··· TEXTO FORNECIDO ···

A China. Sempre a China. Se o tema é luxo, chegamos sempre à China. Aos nossos olhos pode estar meio adormecida como o principal cliente do luxo europeu que era até aqui (força das restrições ainda das viagens), mas internamente vive uma profunda transformação ou - porque não - uma revolução.
“Tudo mudou desde a pandemia”, começa por dizer Chloé Reuter, uma das fundadoras da agência Gusto Collective (pessoalmente, uma das presenças mais aguardadas do dia). “A China transformou o luxo global a uma velocidade quase impossível de acompanhar e criou o seu próprio ecossistema”. Ou seja, nos últimos anos, as marcas focaram-se nos consumidores internos, desenvolveram-se as plataformas de consumo e de compra digital de produtos de luxo e há um grande foco nas experiências. Também a "cena cultural explodiu" e assiste-se a marcas que hoje alugam espaços em museus. “A sofisticação cultural é o novo luxo”, diz Chloé, “a Cartier, por exemplo, numa recente exposição, mostrou um enorme respeito pela cultura chinesa. O conselho que dou é o de confiarem nas vossas equipas locais e respeitar sempre a cultura do país”.

··· ENTRADAS FORNECIDAS ···

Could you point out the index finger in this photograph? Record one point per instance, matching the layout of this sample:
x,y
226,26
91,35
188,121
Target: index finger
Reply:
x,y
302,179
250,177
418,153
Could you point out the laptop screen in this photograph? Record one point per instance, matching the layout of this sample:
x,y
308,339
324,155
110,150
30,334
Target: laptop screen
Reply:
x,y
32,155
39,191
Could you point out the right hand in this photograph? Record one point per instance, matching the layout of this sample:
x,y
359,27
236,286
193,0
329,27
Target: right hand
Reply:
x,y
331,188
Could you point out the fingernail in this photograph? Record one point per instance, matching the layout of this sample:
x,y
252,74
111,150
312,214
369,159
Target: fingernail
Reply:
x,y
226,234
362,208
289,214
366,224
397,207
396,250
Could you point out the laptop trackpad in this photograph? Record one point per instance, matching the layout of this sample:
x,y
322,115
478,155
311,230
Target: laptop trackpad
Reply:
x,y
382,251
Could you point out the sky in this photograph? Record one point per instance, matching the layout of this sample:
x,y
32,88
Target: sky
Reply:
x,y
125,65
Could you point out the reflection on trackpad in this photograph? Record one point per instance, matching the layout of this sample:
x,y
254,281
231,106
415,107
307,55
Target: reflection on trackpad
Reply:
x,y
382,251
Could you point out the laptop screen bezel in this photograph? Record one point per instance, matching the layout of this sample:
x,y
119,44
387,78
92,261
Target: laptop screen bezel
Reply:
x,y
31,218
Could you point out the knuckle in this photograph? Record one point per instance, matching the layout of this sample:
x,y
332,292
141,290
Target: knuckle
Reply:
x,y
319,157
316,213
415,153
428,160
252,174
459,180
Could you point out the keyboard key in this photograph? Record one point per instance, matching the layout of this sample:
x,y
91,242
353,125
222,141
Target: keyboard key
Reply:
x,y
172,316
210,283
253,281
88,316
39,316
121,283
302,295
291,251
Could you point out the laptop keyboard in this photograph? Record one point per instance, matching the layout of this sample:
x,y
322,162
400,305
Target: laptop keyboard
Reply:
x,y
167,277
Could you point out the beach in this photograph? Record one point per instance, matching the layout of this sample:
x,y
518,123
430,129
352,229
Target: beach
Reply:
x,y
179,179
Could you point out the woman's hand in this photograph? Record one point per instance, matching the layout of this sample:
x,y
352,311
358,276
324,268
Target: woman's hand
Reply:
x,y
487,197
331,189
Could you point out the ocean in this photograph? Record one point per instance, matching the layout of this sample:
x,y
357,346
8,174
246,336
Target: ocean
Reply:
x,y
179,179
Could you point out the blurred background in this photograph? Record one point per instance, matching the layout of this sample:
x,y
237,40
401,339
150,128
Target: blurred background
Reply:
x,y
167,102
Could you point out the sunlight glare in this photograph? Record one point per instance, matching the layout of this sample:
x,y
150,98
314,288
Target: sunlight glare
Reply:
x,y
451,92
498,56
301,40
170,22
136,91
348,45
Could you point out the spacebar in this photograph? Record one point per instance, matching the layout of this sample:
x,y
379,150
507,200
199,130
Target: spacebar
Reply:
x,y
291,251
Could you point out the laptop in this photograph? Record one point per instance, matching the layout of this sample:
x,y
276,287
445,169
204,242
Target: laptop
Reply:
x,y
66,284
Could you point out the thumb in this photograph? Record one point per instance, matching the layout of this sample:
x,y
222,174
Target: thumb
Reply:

···

### TAREFAS A REALIZAR
• 1. No texto sobre o luxo na China, qual é a agência de que Chloé Reuter é uma das fundadoras?
• 2. Prossiga com o texto sobre o luxo na China a partir do ponto em que termina.

### RESPOSTAS POR TAREFA
• 1. A agência Gusto Collective.

• 2.
"Quando saio da China entro no Terceiro Mundo, a China está cinco anos à frente do resto do mundo. A pandemia acelerou de tal forma a tecnologia que ninguém aceita dinheiro nem cartões, não se consegue comprar um café, é um mercado que vive das aplicações, um mercado muito excitante, onde tudo se compra em livestreaming", conclui Chloé.
“SOMOS CIVILIZADOS PORQUE COMPRAMOS”
Ou, como diria a artista Barbara Kruger, “I Shop Therefore I Am”. Contagiante na energia em palco e provocador q.b., Chris Sanderson, co-fundador da agência de tendências The Future Laboratory afirma que a “arte de consumo é a arte de transformação": "Somos civilizados porque compramos e, nesta corrida tecnológica e de consumo, há uma nova experiência de luxo”. Na última década, a personalização tornou-se vital no retalho de luxo, mas as questões/legislação ligadas à privacidade fazem com que frequentemente o cliente tenha de decidir como se quer relacionar com as marcas. “Num estudo recente, 63% dos inquiridos concorda com a personalização, desde que as marcas usem a sua própria data e não a comprem”. Dessa forma, e contando já com a IA, será possível criar experiências de retalho mais personalizadas, chamadas bespoke e dizemos assim adeus aos dias “one size fits all”.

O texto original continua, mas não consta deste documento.